* _Task to complete_: Resume the article below on a new business model for contract manufacturing, picking up right after its last paragraph.

───── Text section ─────

Toward a New Model for Contract Manufacturing

Publication
Article
Pharmaceutical TechnologyPharmaceutical Technology-06-02-2008
Volume 32
Issue 6

Global manufacturing excellence will be a game changer for CMOs that can achieve it.

In last month's column, I argued that the contract manufacturing business model was badly outdated. Most contract manufacturing organizations (CMOs) seem to be following strategies based on pharmaceutical industry conditions that no longer exist, including assumptions that unit volumes will grow, retail drug prices will rise, and major pharma companies will stop investing in manufacturing capacity and embrace outsourcing.

Jim Miller

The CMO business model is still based on selling capacity, but manufacturing capacity is really an undifferentiated commodity. The industry is facing an overcapacity problem. CMOs are building new capacity, Indian and Chinese companies are entering the market, and new companies are coming into the industry by buying Big Pharma's old facilities. In the absence of other differentiating elements, overcapacity drives down prices.

CMOs need to find new business models and strategies that reflect these new realities. These realities include Big Pharma's growing emphasis on reducing costs and making costs more flexible, and the globalization of the industry from both the end-user market and sourcing perspectives. New strategies need to better differentiate CMOs from one another to cut down on price competition. This will pave the way for multiple models targeting different customer groups and needs.

───── Extracted entries ─────

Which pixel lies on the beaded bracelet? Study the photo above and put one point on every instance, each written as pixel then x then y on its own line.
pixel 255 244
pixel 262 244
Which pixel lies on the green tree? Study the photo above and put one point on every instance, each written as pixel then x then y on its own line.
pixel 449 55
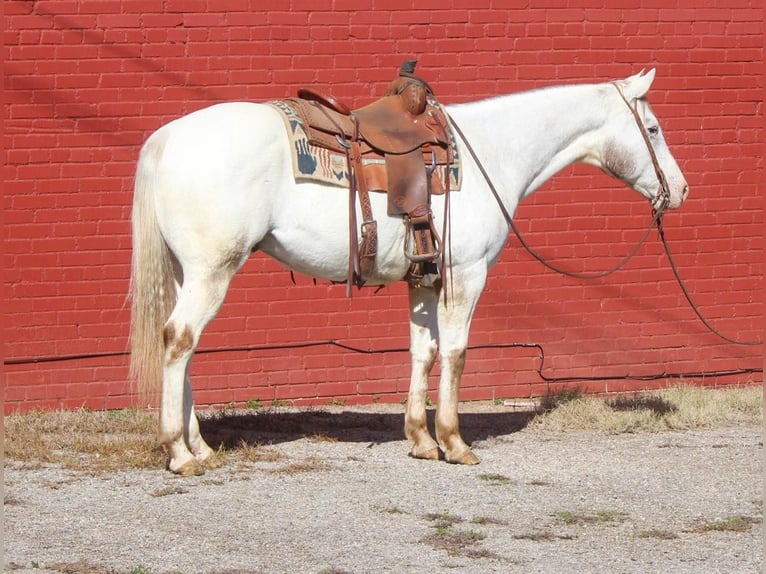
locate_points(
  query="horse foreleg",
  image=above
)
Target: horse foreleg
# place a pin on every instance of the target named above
(423, 349)
(454, 324)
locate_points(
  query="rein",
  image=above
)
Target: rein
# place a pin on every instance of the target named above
(659, 204)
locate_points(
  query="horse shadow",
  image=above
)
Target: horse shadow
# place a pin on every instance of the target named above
(233, 429)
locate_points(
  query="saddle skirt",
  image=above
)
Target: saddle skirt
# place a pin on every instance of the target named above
(318, 155)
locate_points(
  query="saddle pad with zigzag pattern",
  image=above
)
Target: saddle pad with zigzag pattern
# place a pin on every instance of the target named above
(314, 163)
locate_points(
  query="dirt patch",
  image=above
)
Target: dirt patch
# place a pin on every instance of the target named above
(333, 491)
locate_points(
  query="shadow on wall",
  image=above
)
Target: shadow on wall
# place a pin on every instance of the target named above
(231, 430)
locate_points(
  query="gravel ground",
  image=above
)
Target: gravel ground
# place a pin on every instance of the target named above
(338, 494)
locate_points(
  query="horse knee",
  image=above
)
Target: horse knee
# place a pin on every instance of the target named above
(177, 344)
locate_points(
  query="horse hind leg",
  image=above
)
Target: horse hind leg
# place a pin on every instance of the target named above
(198, 301)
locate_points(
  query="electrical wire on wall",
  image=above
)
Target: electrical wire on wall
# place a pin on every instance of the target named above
(367, 351)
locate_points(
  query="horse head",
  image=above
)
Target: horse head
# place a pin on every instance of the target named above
(635, 150)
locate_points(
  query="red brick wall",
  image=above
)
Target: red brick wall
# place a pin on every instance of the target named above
(86, 81)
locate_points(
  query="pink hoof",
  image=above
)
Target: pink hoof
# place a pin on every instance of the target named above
(465, 457)
(431, 453)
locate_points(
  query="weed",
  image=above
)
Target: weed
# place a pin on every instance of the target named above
(442, 520)
(658, 534)
(390, 509)
(254, 404)
(537, 536)
(311, 464)
(590, 517)
(554, 399)
(494, 479)
(452, 540)
(737, 523)
(168, 490)
(657, 405)
(488, 520)
(257, 453)
(678, 408)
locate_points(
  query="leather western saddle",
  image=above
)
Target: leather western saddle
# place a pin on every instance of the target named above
(408, 130)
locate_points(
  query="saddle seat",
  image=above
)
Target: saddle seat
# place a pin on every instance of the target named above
(407, 131)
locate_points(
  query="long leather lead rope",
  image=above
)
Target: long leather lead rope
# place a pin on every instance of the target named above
(657, 215)
(659, 204)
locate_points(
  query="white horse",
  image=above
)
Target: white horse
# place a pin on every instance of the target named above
(217, 185)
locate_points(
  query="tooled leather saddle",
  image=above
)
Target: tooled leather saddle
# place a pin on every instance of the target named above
(408, 130)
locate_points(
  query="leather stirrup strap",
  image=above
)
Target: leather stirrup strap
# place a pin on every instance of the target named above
(369, 228)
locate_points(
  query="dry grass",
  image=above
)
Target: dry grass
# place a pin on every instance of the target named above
(84, 440)
(107, 441)
(676, 408)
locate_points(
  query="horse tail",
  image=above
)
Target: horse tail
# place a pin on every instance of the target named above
(152, 284)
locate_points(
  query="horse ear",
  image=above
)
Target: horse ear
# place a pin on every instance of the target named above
(638, 85)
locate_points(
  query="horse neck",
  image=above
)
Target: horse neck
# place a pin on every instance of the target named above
(524, 139)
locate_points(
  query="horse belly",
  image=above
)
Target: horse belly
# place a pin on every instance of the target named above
(310, 235)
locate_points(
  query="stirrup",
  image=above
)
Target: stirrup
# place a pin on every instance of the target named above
(430, 248)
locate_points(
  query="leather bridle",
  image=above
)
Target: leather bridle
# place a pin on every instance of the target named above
(662, 199)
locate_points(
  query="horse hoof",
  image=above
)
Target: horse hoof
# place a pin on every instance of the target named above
(466, 457)
(214, 461)
(431, 453)
(191, 468)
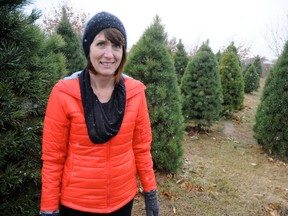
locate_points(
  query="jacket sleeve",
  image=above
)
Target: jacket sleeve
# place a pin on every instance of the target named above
(54, 151)
(142, 145)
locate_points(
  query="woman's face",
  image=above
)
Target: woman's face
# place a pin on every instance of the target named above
(105, 56)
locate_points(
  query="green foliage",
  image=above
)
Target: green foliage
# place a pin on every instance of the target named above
(258, 65)
(28, 69)
(233, 49)
(180, 60)
(232, 81)
(73, 49)
(201, 88)
(251, 79)
(271, 127)
(150, 62)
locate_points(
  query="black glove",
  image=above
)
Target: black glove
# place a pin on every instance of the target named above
(151, 203)
(54, 213)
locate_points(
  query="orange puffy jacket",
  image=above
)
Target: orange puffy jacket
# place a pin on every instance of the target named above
(94, 177)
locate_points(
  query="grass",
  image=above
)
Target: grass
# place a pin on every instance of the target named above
(224, 172)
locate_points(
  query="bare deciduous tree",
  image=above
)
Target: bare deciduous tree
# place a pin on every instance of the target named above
(53, 17)
(277, 34)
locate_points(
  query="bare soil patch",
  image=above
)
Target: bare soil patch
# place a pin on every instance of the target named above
(225, 172)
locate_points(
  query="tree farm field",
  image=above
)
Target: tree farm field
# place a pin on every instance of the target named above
(225, 172)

─────

* _Answer to this exercise_:
Jason Reed and Igor Kopelnitsky/Getty Images

Integrated offerings

One emerging model likely to predominate in the industry will be the integrated-service offering provider, or the so-called contract development and manufacturing organization (CDMO). These organizations are especially suited to small and mid-size bio/pharmaceutical companies, which have more willingly embraced outsourcing of their value chain than the major companies. CDMOs provide a complete suite of services related to the physical product, from early process development to commercial manufacture. In addition to offering first-class technical expertise, these companies claim the ability to move products through development and commercialization quickly and cost-effectively. We are already seeing a number of companies emerge that are explicitly pursuing this strategy.

Manufacturing excellence

For CMOs targeting major pharmaceutical companies, manufacturing and supply-chain management excellence will be the hallmark of the emerging strategies. Those CMOs will seek to bring manufacturing practice to a level still unknown in pharmaceuticals but common in most of the industrial economy. They will focus on reducing manufacturing costs through continuous-improvement activities and optimizing plant utilization.

"Manufacturing excellence" CMOs will also learn how to manufacture in a "just-in-time" environment, rather than insisting that clients lock in schedules three to six months in advance. Major pharmaceutical companies no longer want to carry large inventories of raw materials and finished products.

Operating global plant networks will also be characteristic of these CMOs. The ability to run efficient operations in countries such as India and China will be critical if they are to support the efforts of major pharmaceutical companies to expand their sales in those countries. That's partly a matter of cost—they need to produce at a lower cost to be competitive in those markets, which don't necessarily require expensive regulatory standards. It's also a matter of access—many of those countries have de facto barriers to imports that make market access difficult unless you are located there.

In the end, relatively few CMOs may be able to attain this level of manufacturing excellence. Even as I write, there are several major CMOs operating under warning letters and others that publicly admit to being unable to meet delivery schedules. Further, only a handful of CMOs may be able to make this global shift. Some Indian and Chinese companies are already well along this path, but only a few Western companies have established assets in the emerging markets.

However, the "manufacturing excellence" business model will be the real game changer for the CMO industry. Its strategy offers major pharmaceutical companies the ability to revamp their business models by addressing costs and globalization without sacrificing supply security. CMOs that can deliver it will be the big winners in the contract-manufacturing stakes.